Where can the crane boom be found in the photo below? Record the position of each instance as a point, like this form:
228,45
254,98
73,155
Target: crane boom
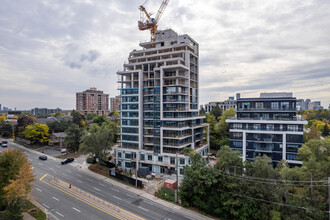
161,9
151,23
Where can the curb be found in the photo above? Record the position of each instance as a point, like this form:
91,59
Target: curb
188,213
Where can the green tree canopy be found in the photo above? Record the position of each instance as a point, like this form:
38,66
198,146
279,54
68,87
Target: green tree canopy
73,135
6,129
98,140
37,133
58,126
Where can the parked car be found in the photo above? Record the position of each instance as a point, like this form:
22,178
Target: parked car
4,144
67,160
43,157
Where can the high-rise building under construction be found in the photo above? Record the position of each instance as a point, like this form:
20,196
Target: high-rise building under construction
159,89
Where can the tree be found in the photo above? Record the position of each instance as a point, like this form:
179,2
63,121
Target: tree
313,133
37,133
216,111
6,129
99,120
229,161
74,133
116,114
78,118
58,126
91,116
325,131
15,182
23,121
98,141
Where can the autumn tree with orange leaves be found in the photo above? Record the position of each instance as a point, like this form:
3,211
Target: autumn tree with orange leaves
16,177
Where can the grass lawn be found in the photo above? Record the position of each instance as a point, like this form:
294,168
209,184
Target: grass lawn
38,214
166,194
74,155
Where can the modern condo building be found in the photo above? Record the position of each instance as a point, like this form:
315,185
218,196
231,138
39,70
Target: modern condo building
267,125
159,89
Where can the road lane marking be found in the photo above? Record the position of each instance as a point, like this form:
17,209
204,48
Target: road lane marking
118,217
143,208
59,214
76,209
148,202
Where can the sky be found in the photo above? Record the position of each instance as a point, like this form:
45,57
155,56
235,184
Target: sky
49,50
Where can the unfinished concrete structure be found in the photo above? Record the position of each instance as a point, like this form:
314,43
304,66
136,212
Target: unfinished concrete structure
159,105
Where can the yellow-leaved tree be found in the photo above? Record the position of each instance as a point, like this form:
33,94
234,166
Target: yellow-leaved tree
37,133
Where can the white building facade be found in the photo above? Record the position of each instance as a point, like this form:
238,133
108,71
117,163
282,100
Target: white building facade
159,105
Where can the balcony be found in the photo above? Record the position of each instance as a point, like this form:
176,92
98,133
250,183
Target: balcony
269,119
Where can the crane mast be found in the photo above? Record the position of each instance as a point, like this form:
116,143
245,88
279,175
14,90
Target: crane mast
147,22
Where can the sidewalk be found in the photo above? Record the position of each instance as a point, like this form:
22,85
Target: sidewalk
179,209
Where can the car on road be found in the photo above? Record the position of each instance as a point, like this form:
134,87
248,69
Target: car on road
4,144
67,160
43,157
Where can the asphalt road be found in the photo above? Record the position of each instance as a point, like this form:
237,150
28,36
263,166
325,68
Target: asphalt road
64,206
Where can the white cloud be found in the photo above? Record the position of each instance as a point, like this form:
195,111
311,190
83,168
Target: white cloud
51,49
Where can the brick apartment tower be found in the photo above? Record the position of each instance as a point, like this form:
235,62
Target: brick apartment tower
159,90
115,104
92,101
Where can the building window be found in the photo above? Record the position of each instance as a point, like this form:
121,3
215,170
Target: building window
237,144
275,105
246,105
259,105
285,105
237,126
291,156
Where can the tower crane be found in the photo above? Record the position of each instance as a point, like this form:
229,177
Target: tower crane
149,23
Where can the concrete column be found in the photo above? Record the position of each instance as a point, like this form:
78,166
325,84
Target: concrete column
244,146
284,147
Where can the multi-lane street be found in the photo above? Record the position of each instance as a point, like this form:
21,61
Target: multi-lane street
64,206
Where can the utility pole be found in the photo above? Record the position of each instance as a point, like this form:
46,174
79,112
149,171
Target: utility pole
136,168
329,195
311,189
177,180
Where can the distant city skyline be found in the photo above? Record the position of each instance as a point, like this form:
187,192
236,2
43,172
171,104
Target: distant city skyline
50,51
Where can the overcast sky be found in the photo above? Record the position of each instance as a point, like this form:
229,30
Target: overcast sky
49,50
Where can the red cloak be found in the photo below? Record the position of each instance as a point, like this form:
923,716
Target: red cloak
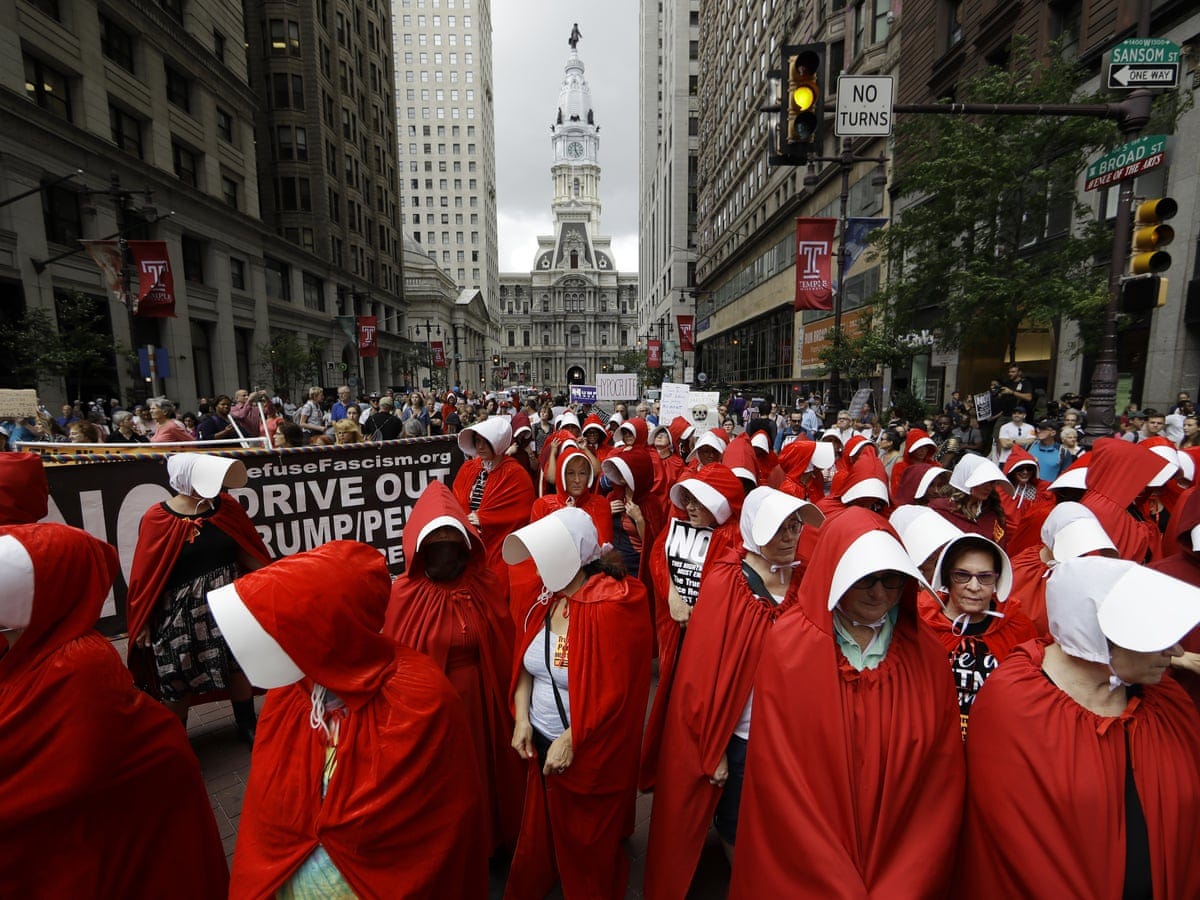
401,815
1117,472
102,793
161,538
508,496
574,823
463,627
861,771
1045,790
713,678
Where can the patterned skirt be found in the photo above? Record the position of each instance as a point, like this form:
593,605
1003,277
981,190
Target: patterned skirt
190,654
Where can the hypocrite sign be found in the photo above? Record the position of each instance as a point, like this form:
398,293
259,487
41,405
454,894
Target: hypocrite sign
297,499
687,546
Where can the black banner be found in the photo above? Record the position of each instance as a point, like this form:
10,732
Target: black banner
298,499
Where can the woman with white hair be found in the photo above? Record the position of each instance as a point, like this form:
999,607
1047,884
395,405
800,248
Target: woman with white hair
709,715
583,677
1083,761
856,754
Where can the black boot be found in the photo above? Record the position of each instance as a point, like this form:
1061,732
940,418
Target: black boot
245,719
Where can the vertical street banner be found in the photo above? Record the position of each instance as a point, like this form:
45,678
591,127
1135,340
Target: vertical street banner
107,255
814,263
298,499
367,343
156,286
687,546
687,333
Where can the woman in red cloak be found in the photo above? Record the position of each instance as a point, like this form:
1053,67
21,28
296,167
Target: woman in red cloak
1069,531
102,793
1083,761
708,720
492,487
450,606
1117,472
856,753
579,738
972,613
193,543
364,775
709,499
1029,504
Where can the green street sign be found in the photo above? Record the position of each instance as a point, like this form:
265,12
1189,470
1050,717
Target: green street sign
1144,63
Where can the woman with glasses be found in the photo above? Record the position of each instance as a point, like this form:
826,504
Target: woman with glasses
972,615
708,717
856,756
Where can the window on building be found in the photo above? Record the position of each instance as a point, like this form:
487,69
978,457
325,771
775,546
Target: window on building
237,274
186,163
126,130
47,88
179,88
60,214
117,43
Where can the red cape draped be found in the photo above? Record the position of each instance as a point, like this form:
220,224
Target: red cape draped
1045,793
508,496
102,793
405,792
864,775
713,678
574,823
426,616
161,538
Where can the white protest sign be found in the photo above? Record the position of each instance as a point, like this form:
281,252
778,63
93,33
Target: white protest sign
622,385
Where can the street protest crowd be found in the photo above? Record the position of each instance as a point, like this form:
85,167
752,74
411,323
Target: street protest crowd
905,660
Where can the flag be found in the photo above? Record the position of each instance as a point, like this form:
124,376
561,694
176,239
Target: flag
156,287
107,255
687,333
367,346
814,262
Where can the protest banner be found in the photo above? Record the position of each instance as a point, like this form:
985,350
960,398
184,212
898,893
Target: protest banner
298,498
687,546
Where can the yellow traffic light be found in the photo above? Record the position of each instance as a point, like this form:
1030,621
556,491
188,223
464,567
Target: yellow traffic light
1150,235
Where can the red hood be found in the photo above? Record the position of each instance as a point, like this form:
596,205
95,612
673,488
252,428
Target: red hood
1120,471
436,501
330,629
72,574
834,539
23,489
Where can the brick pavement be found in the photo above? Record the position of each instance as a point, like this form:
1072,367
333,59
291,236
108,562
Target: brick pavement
225,762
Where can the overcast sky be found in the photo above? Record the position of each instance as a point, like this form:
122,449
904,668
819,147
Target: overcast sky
528,53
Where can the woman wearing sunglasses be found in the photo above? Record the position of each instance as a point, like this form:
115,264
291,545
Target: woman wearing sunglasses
856,754
972,613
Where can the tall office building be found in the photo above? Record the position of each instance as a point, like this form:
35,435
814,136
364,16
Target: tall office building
667,165
444,115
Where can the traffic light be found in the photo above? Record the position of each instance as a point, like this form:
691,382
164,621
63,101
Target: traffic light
803,113
1150,235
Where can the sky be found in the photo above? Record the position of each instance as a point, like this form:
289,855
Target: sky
528,53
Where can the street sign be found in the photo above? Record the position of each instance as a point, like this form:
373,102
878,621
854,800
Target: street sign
1144,63
864,106
1133,159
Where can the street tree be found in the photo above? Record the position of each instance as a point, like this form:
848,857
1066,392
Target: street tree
991,232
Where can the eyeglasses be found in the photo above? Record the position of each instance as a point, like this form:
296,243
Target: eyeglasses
985,580
891,580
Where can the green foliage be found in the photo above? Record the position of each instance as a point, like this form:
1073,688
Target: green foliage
291,364
993,234
75,342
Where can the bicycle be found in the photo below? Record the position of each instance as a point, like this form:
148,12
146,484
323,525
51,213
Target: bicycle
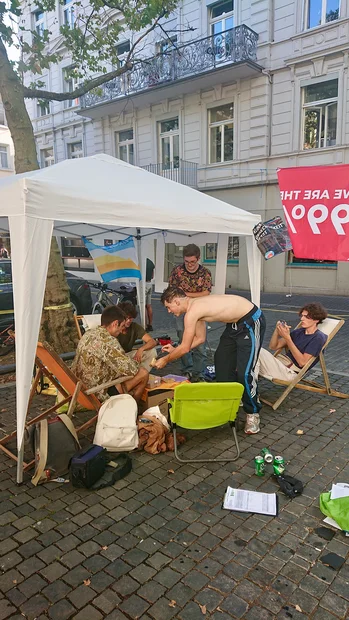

DIRECTIVE: Please pull out every line from the items above that contains the word "tower". Case counts, so match only that exact capitalization.

ANSWER TO THE TASK:
Where can the brick apartment tower be found in the photo above? Record the position of each instance as a point, like this form:
Target: brick apartment tower
Where can the tower crane be found in the photo above? Record the position of each instance as a point, like this form:
Target: tower crane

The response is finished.